#### PROBLEM:
Make a verbatim copy of the entries below; pictures stay out.

#### SUPPLIED MATERIAL:
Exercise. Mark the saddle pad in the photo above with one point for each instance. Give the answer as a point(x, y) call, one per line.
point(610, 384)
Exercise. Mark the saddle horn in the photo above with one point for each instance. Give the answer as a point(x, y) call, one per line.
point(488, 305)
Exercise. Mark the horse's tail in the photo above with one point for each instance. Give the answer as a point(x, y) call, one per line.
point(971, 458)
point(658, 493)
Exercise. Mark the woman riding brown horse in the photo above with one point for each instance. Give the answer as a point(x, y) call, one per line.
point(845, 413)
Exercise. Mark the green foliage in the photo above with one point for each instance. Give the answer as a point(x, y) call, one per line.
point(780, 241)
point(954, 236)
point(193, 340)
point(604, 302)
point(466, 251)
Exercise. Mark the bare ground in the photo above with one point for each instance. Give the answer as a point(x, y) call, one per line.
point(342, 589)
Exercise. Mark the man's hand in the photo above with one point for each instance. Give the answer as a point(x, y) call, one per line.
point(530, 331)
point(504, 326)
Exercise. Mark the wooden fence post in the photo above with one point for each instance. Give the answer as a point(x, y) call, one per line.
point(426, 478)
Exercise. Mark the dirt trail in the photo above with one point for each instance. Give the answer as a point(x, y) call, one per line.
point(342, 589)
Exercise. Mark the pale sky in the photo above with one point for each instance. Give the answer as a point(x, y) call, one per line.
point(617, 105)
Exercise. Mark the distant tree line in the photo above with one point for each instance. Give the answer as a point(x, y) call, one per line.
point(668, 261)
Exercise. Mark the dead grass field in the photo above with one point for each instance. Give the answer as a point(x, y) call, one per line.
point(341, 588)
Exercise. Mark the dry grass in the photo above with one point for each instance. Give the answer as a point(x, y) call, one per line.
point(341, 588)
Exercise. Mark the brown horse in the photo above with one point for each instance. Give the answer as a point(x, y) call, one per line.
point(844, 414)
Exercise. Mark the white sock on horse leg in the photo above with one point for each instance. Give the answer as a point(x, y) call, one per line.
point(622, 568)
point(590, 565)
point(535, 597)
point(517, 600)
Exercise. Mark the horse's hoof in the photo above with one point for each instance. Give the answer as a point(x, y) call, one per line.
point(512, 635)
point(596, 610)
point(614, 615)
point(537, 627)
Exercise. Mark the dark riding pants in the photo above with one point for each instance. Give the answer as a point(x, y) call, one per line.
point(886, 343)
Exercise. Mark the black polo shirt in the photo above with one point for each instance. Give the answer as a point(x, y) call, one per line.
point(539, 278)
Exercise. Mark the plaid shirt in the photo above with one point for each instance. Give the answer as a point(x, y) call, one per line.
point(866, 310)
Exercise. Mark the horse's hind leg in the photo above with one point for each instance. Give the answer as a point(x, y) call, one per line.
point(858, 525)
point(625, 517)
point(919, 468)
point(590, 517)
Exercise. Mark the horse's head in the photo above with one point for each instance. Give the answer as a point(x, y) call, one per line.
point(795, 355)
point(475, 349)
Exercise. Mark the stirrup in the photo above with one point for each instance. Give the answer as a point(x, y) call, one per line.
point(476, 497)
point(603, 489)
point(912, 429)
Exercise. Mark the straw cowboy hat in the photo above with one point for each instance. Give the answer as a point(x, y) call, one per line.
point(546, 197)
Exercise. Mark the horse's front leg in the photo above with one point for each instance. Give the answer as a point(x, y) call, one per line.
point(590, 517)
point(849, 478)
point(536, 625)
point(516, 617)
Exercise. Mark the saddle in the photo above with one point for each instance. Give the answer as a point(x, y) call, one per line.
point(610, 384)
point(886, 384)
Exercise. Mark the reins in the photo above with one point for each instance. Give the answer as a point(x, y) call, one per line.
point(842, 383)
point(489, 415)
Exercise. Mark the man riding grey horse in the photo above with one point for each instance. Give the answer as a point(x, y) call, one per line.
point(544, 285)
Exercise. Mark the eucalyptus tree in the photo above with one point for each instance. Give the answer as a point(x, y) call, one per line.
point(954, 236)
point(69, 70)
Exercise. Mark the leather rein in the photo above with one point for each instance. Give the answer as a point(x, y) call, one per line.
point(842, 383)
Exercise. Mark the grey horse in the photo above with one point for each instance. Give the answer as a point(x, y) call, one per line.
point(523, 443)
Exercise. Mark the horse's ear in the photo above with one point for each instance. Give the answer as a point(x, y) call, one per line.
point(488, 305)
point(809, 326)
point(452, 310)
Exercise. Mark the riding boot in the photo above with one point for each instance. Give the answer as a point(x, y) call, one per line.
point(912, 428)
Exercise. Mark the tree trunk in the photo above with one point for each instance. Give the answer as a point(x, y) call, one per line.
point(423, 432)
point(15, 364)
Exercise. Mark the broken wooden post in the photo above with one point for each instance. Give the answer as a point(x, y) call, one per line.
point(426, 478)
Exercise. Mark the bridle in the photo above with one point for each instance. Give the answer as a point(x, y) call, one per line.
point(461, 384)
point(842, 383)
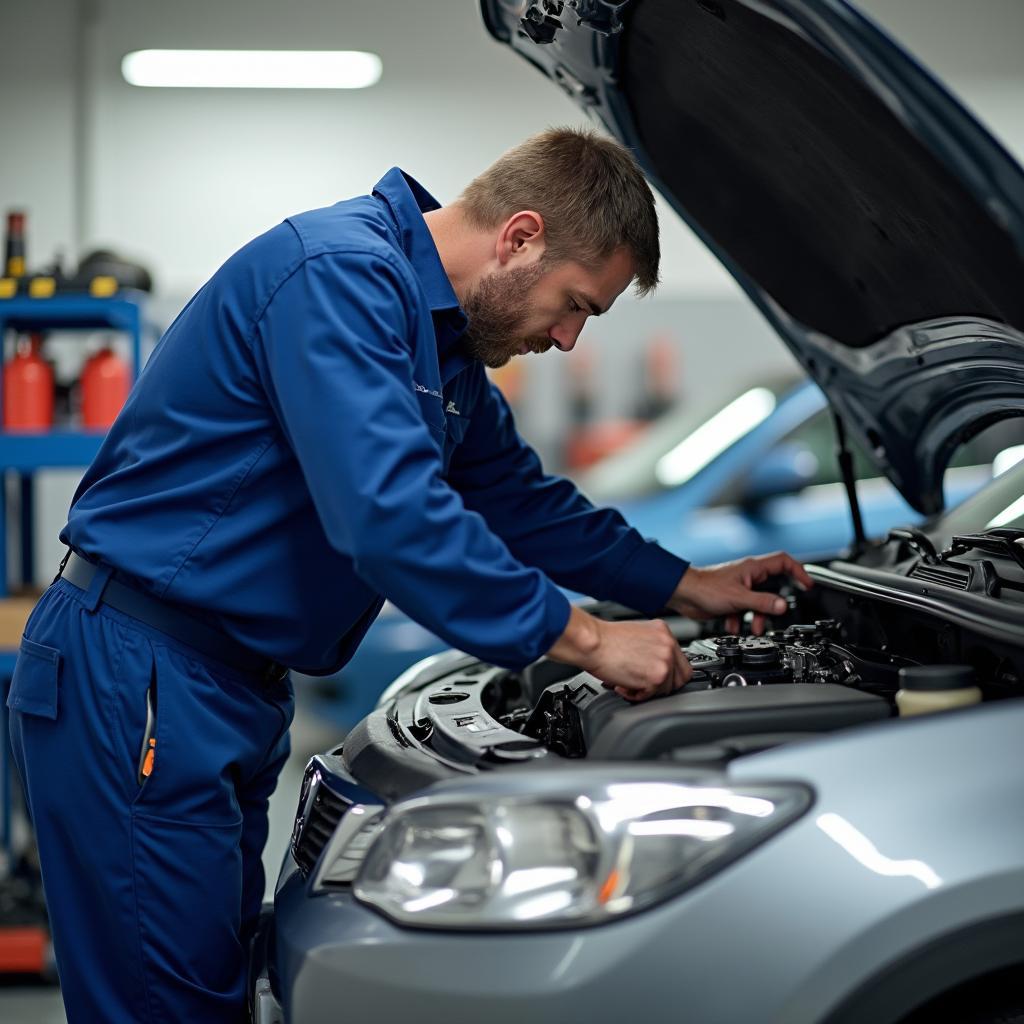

#### EXPECTED ANSWER:
Exercise. Mark the saddle pad in the photo above with one point for each instance. Give the answer as a point(x, y) call, one per line.
point(610, 384)
Exercise. Mark the saddle horn in the photo above with one point for each instance. Give the answer as a point(x, y) call, one per line.
point(488, 305)
Exercise. Mark the horse's tail in the photo above with one point for each instance. Give the answer as a point(x, y) call, one per line.
point(971, 458)
point(658, 493)
Exercise. Mark the woman riding brown horse in the photo above with one point for each instance. Give the answer as a point(x, y) call, one per line.
point(845, 413)
Exercise. Mark the green foliage in the photo above with one point for each instance. Give the answer as a point(x, y) call, one per line.
point(780, 241)
point(954, 236)
point(193, 340)
point(604, 302)
point(466, 251)
Exercise. Mark the bare ground in the photo above with one point for each instance. Give the answer as a point(x, y) call, one per line.
point(342, 589)
Exercise. Mark the man's hand in the photo above with one point for each instance. Give the answer as a point(x, y) call, one per line.
point(530, 331)
point(504, 326)
Exercise. Mark the wooden fence post in the photo above with one point for each instance. Give the answer as a point(x, y) call, one per line.
point(426, 478)
Exercise. Mark the dirt trail in the photo above with one point for each instance. Give the answer as a point(x, y) call, one per line.
point(342, 589)
Exercise. Mark the pale sky in the photo above with one point for each instance. Give the answer as a point(x, y) call, one per line.
point(617, 105)
Exercise. Mark the distant tree line in the photo above with one point for each instance. Give the answer as a point(x, y) call, one per line.
point(668, 261)
Exercise. Mark the dead grass field in the photo above with one point for each instance. Give the answer as a point(x, y) call, one per line.
point(341, 588)
Exercise. Mark the dry grass in the photo above with one point for each instance. Give the answer as a point(x, y) call, one per line.
point(341, 588)
Exercise. Mark the brown horse in the photo above with one point for each instance. Give the answer as a point(x, y) call, one per line.
point(844, 414)
Exercise. Mark the white sock on horse leg in the photo above with one point for each instance. Give the answer as a point(x, y) call, one per line.
point(622, 568)
point(590, 565)
point(535, 597)
point(517, 600)
Exercise. Mark the horse's hoof in the photo above with one point for each instance. Give the answer as a point(x, y) call, one per line.
point(512, 635)
point(596, 610)
point(614, 615)
point(537, 627)
Exercise. Mark the dark riding pants in the photo above with one point for each instance. Give the answer as a point(x, y) call, one per line.
point(886, 343)
Exercise. Mark the black polo shirt in the photo above with one point for each instance. Give the answer as a point(x, y) call, one per line.
point(539, 278)
Exercise. Mark the plaid shirt in the photo above with one point for each instance. Give the answer as a point(x, y) call, one per line.
point(866, 310)
Exercise. Mark the horse's hind leg in the photo above with one point for each instance. Give the answer as a point(x, y) call, one per line.
point(858, 525)
point(625, 517)
point(919, 468)
point(590, 517)
Exercise. Mark the horse's head in the photo above with one point for each instance. Give the answer as a point(x, y) call, one per line.
point(795, 355)
point(475, 349)
Exercise. Mark the stirrup in the photo above with one point for each instance. Give the answer as a point(x, y) call, one per line.
point(476, 497)
point(603, 489)
point(912, 429)
Exercise. Mark the straw cowboy hat in the photo above with one point for each instance. Give the answer as a point(x, y) call, one per line.
point(546, 197)
Exercise. Mark the horse's front leg in the photo above with one point for each instance. Give the answer as a point(x, y) call, one per line.
point(590, 517)
point(849, 478)
point(536, 625)
point(516, 617)
Exercise. Mark the saddle in the photo above with one point for each instance. Give the answer as a point(x, y) call, one per line.
point(610, 384)
point(886, 384)
Exercise. Mark the reins in the photo above with one point for each instance. Give the answer as a point(x, y) call, one per line.
point(842, 383)
point(489, 415)
Exercise. Mark the man riding grey horse in the photo above with one point for each instance. Give the answer as a point(x, y) call, one per line.
point(544, 285)
Exercise. Mark the eucalyptus tree in the photo above with one point for each instance. Give the answer as a point(x, y) call, one per line.
point(954, 236)
point(69, 70)
Exercise. Mark the leather rein in the photo above with one point for each instance. Give the answer as a point(x, y) call, one per line.
point(842, 383)
Exercise. Mark the grey horse in the photo above with one point for each instance. Give the answer as a point(x, y) call, one per line.
point(523, 443)
Exercise. Mark the horse's ear in the photo above with one point for each instance. Give the answer as a point(x, y) call, one per line.
point(488, 305)
point(809, 326)
point(452, 310)
Exercise. Mark the riding boot in the photo above with one point for each instance. Give the answer as a point(x, y) call, one per line.
point(912, 428)
Exercise. Mark the tree trunk in the photo above with one point for each instance. Give the answer as a point(x, y) call, one per line.
point(423, 432)
point(15, 364)
Exercise. Mark the broken wooden post in the photo above with one point for each instance. Give the answer as a point(x, y) call, one per line.
point(426, 478)
Exercise. Mark the bridle in the photo above with one point for each instance. Give the answer as a point(x, y) call, one per line.
point(461, 384)
point(842, 383)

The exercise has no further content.